### YOUR ASSIGNMENT
Print the line that has "Here's a bet: you won't be able to pinpoint the brown" in it, then every remaining line of the data, exactly and without anything extra.
BEGIN
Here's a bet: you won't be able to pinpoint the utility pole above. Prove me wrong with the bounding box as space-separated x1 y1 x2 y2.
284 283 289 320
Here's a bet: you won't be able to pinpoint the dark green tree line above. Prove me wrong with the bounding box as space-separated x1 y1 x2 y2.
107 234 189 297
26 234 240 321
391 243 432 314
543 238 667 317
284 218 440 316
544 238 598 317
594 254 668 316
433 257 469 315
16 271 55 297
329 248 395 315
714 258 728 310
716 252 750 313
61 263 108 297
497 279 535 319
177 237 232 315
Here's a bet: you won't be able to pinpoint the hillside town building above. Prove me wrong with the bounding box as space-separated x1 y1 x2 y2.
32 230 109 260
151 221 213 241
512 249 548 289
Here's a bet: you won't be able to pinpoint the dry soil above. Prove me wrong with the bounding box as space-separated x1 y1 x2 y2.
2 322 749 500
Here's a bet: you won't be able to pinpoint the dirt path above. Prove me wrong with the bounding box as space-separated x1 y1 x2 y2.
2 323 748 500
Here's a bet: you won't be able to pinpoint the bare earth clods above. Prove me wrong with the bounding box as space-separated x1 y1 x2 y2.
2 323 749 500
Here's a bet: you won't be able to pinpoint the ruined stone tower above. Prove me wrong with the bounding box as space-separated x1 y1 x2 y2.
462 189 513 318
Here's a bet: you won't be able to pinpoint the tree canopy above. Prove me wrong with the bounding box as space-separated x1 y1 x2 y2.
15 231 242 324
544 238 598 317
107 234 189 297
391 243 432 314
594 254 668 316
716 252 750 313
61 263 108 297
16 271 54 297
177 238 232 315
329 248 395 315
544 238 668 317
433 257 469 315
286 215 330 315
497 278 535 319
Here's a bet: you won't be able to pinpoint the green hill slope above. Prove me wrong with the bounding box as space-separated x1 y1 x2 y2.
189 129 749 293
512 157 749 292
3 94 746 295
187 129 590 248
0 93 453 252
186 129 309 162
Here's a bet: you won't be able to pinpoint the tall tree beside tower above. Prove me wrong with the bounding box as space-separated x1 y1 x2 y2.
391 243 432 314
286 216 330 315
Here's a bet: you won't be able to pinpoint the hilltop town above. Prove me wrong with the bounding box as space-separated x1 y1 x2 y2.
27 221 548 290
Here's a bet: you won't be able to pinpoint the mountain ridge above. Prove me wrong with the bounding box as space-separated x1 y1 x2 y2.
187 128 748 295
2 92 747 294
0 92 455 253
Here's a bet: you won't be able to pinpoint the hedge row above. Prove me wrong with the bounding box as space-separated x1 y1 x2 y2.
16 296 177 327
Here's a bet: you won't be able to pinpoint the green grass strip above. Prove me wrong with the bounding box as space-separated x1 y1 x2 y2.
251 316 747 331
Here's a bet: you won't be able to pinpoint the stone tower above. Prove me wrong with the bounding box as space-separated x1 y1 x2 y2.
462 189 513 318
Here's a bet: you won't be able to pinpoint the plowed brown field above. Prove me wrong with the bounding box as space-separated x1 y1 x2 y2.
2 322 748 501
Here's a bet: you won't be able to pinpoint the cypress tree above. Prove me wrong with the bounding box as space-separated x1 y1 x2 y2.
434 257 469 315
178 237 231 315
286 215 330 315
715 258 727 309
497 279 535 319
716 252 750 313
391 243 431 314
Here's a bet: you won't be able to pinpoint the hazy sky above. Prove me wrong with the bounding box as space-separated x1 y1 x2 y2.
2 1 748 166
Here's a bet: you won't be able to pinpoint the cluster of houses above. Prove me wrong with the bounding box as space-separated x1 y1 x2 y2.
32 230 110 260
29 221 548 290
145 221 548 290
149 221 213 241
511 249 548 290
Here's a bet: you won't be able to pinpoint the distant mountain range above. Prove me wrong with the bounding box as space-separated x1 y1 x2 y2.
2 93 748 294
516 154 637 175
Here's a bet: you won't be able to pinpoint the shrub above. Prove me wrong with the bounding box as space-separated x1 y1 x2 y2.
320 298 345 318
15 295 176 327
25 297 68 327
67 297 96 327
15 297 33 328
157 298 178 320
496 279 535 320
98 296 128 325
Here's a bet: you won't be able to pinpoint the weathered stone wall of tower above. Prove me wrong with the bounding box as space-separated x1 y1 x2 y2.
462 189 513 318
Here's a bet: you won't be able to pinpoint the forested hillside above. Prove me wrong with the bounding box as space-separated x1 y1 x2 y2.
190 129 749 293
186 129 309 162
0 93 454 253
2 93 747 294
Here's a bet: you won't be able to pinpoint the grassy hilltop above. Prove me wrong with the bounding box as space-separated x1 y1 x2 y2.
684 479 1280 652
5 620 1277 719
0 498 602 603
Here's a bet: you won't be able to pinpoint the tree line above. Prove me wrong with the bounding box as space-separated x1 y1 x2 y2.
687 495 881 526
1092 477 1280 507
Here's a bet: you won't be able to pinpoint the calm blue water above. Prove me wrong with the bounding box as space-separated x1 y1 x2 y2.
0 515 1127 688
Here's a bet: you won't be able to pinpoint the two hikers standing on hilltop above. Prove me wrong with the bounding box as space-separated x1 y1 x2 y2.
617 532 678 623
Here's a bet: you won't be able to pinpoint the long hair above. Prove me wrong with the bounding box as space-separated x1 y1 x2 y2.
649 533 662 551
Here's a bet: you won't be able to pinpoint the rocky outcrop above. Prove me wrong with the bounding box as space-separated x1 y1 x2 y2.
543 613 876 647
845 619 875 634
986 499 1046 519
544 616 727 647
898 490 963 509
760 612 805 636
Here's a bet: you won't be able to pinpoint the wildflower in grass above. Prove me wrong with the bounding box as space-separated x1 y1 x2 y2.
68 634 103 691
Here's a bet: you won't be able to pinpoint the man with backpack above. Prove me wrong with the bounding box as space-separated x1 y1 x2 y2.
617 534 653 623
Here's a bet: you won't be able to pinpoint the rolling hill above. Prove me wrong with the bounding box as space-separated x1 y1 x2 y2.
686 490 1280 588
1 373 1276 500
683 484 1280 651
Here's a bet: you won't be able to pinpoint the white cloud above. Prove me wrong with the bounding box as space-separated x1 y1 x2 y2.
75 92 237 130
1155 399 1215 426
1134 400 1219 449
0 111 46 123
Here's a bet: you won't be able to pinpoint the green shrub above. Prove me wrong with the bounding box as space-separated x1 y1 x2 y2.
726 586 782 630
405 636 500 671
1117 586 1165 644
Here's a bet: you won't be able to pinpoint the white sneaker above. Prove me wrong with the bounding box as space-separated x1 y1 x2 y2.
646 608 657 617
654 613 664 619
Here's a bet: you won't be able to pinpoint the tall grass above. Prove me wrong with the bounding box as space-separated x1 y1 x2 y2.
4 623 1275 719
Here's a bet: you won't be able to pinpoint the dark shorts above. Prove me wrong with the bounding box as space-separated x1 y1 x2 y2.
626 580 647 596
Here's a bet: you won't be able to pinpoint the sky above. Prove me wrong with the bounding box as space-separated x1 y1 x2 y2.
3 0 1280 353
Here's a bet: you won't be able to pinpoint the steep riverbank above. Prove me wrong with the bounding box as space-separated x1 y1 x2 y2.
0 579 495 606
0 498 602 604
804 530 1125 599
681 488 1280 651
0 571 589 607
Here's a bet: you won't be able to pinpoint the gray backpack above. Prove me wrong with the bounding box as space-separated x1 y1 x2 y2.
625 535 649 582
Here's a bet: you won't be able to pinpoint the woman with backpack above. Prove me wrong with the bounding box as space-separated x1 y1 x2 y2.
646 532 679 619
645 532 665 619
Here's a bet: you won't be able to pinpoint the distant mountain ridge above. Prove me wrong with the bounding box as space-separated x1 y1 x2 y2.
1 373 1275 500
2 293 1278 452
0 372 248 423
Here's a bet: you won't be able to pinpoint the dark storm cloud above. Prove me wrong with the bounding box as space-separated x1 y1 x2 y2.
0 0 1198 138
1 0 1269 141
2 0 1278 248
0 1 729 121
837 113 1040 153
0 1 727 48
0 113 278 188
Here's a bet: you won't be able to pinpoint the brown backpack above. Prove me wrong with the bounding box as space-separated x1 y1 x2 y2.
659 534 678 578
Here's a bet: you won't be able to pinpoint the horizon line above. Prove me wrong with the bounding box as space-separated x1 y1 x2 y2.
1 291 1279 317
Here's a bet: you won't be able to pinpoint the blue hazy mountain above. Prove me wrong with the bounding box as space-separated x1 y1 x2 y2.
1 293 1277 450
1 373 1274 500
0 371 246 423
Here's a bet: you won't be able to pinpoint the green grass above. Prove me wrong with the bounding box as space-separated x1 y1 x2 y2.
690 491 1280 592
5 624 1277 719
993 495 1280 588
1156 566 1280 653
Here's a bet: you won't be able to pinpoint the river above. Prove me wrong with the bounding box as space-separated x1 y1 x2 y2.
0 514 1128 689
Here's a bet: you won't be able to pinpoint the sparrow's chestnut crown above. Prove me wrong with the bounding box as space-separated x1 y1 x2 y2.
END
### RESPONSE TO THIS EXERCISE
Here's a bet: you won't be able to pinpoint the brown backpack above. Prove me wrong with the bounding box as space-separated x1 y1 x2 y2.
659 534 678 578
Here's a bet: you won't be able to pinpoint the horizon line above. Prove me wrong with the bounding box as space-separated x1 y1 x2 y2.
1 291 1279 317
Here's a bet: you won't be able to pinpoint the blue hazy mountain above. Prove me wrong with the bounding box as space-separated x1 y1 x2 y2.
1 293 1277 450
1 373 1274 500
0 371 246 423
Here's a bet: you won't be able to pinpoint the green grass above. Prove me wrong with the bounding box as space-separated x1 y1 x2 y2.
690 491 1280 592
5 624 1277 719
993 495 1280 588
1156 566 1280 653
Here's a bet: you won't be able to pinpoint the river above. Prove me wrong with the bounding box as space-separated x1 y1 x2 y2.
0 514 1128 689
Here's a bet: you won't be able to pinpoint the sparrow's chestnut crown above. Prove me wrong with the bounding box as space-separated x1 y1 x2 y2.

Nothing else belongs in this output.